___ Records provided
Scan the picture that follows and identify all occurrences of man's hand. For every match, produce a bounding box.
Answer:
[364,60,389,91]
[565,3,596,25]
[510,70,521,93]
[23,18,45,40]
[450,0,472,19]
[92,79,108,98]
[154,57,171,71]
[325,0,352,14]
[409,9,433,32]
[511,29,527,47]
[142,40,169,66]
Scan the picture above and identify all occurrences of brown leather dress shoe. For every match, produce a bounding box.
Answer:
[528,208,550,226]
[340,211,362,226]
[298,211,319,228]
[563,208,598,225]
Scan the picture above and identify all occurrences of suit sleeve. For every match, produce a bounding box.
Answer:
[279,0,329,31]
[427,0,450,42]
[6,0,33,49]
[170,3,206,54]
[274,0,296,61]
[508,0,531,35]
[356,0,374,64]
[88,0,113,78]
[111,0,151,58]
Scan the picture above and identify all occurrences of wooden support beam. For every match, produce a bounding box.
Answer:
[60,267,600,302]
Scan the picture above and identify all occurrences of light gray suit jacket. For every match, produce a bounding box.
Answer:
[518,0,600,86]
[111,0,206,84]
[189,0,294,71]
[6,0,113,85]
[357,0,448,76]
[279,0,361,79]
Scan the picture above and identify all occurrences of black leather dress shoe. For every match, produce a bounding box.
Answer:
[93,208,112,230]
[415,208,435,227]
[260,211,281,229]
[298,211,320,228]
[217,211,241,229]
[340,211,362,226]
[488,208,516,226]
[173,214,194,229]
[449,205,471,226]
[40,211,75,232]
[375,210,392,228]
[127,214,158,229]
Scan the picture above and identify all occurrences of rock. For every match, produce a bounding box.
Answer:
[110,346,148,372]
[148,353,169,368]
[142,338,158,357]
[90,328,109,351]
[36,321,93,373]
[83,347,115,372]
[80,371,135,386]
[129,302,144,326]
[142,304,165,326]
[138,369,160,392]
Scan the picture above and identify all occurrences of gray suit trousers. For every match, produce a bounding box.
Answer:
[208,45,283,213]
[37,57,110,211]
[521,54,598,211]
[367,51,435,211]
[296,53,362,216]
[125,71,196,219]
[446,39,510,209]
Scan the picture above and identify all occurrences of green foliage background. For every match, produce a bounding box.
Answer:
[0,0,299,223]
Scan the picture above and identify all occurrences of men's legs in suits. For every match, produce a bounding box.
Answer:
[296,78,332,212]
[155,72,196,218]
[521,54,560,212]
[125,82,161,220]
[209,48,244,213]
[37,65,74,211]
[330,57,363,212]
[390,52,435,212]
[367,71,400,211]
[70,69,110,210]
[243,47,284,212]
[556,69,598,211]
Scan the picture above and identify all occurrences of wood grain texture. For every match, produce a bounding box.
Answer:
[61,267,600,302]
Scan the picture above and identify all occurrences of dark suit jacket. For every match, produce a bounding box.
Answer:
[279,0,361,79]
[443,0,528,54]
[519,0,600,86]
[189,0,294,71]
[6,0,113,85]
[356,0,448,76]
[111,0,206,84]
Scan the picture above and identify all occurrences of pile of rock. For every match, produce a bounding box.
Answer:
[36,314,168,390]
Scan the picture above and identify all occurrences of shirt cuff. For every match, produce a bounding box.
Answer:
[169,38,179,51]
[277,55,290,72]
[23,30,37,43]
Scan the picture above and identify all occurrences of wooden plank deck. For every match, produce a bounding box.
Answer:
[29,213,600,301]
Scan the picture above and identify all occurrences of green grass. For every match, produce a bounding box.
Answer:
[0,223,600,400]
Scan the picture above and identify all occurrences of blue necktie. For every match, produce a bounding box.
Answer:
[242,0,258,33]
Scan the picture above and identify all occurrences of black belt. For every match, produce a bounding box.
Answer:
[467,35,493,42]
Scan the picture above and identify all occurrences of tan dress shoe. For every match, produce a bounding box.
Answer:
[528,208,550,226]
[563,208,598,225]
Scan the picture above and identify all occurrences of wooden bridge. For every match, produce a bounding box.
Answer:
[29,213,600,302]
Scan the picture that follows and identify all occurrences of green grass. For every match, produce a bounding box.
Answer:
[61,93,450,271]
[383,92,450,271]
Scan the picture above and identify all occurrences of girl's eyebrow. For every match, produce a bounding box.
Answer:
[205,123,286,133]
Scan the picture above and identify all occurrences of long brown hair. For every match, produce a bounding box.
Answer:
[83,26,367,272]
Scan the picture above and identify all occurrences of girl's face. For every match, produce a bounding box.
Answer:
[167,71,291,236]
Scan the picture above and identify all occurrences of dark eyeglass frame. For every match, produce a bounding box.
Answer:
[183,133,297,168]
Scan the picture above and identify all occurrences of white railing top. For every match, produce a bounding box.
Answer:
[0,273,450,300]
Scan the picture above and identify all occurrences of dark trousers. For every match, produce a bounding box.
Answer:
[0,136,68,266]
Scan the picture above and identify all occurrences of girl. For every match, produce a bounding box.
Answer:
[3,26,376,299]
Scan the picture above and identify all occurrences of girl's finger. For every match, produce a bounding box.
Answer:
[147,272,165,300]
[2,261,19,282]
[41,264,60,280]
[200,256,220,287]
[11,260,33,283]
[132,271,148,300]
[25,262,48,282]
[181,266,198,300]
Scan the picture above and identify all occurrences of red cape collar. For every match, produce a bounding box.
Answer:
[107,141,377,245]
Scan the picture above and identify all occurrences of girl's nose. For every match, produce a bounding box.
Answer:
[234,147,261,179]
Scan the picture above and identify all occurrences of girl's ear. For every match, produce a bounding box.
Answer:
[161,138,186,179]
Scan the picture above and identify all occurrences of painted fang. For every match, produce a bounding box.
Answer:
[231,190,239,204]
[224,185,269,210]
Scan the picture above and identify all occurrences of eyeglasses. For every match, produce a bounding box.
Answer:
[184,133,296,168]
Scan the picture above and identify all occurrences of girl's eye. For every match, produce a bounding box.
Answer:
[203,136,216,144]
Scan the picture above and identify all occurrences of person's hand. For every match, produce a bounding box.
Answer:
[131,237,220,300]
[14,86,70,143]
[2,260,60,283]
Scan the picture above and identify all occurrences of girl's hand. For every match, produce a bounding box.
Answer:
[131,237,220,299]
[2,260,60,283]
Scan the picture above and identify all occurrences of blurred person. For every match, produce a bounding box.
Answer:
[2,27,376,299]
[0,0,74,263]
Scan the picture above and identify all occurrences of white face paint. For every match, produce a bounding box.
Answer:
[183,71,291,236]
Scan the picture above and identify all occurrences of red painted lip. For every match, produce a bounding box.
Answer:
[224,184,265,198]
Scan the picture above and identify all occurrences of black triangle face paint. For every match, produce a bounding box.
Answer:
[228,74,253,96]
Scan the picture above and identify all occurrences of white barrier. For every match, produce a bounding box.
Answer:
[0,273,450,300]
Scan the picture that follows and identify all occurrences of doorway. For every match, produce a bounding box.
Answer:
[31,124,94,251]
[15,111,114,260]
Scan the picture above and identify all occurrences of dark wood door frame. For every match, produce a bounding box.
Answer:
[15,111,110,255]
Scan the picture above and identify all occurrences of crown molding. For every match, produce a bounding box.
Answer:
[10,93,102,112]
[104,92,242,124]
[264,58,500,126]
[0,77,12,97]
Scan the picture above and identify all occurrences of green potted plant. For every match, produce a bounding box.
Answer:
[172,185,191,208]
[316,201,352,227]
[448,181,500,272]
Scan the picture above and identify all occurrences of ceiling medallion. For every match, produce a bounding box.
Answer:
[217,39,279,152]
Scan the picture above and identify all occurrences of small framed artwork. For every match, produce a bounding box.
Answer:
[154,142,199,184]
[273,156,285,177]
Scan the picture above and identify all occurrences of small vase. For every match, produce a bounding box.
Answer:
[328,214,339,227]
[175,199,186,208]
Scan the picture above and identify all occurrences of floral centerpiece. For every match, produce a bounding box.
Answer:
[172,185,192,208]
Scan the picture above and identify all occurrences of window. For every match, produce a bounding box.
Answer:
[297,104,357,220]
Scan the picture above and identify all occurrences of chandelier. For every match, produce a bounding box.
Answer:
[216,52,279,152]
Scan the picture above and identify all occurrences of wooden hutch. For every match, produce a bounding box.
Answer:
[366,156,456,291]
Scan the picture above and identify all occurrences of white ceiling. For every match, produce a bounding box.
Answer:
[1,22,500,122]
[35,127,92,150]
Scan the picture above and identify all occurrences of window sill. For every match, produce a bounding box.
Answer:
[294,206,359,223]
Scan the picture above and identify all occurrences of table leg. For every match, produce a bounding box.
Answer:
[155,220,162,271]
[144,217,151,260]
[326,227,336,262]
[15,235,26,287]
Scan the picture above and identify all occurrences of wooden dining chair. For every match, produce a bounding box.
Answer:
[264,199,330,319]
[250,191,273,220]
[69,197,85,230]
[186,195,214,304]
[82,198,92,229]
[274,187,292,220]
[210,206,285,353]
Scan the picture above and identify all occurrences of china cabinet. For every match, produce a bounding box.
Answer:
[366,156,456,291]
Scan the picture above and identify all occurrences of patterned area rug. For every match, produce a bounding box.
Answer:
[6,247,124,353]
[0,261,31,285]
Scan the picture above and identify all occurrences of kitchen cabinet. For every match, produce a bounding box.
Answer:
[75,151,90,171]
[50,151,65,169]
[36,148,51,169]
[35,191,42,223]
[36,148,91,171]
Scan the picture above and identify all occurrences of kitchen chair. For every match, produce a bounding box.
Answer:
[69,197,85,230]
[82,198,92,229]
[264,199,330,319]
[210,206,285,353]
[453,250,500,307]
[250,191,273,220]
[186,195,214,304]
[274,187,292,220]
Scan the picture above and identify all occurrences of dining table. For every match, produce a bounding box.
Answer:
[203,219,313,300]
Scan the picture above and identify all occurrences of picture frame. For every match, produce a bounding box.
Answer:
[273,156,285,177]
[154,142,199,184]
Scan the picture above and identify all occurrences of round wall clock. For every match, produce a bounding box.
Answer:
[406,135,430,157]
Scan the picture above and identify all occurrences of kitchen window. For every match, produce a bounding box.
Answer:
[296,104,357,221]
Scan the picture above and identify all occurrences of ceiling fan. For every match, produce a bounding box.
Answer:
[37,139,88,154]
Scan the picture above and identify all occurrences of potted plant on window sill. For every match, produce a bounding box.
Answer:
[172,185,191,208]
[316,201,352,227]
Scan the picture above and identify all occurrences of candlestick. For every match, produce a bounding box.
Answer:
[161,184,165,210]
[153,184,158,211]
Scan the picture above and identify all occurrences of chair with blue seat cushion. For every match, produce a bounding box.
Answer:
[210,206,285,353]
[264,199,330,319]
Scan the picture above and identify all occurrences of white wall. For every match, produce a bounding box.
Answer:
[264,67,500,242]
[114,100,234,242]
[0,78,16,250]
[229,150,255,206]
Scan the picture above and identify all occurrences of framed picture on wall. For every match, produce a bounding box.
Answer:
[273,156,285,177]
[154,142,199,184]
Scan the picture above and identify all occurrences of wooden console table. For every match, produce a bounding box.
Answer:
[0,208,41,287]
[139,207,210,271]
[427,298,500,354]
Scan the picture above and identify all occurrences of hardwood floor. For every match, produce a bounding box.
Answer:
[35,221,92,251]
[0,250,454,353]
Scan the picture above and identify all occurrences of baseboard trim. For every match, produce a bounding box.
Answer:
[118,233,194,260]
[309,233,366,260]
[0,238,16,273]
______
What to produce
Give the lines of the data as a numbered list, with blank lines left out. Begin at the line that contains "of kitchen window." and stop after the line that contains "[0,250,454,353]".

Solution for this problem
1. Scan the picture above and identify all occurrences of kitchen window. For every match, produce a bounding box.
2. Answer:
3. [296,104,357,221]
4. Scan the picture above and identify all occurrences of ceiling fan. For every match, produce a bounding box.
5. Answer:
6. [37,139,88,154]
7. Scan the picture above and identify all occurrences of potted plant on window sill. For every match, produce a bounding box.
8. Answer:
9. [172,185,191,208]
10. [316,201,352,227]
11. Scan the picture above and identify all occurrences of candlestick. For every match, produce a bounding box.
12. Answer:
13. [161,184,165,210]
14. [153,184,158,211]
15. Scan the picture above and identify all occurrences of chair with blue seat cushion. For every match, produce a bounding box.
16. Answer:
17. [210,206,285,353]
18. [264,199,330,319]
19. Scan the picture above and identify all occurrences of white wall. For every match, produce a bounding box.
20. Answer:
21. [264,67,500,242]
22. [114,100,234,242]
23. [0,78,16,250]
24. [229,150,255,206]
25. Scan the picture above and identify all occurrences of framed picture on wall. For every match, produce a bounding box.
26. Answer:
27. [273,156,285,177]
28. [154,142,199,184]
29. Scan the picture above and identify all occurrences of wooden console table. For every match, produce a bounding box.
30. Answer:
31. [0,208,41,287]
32. [139,207,210,271]
33. [427,298,500,354]
34. Scan the picture above and identify all occurrences of hardwood floor. For every match, produce a bounding box.
35. Answer:
36. [35,221,92,251]
37. [0,250,454,353]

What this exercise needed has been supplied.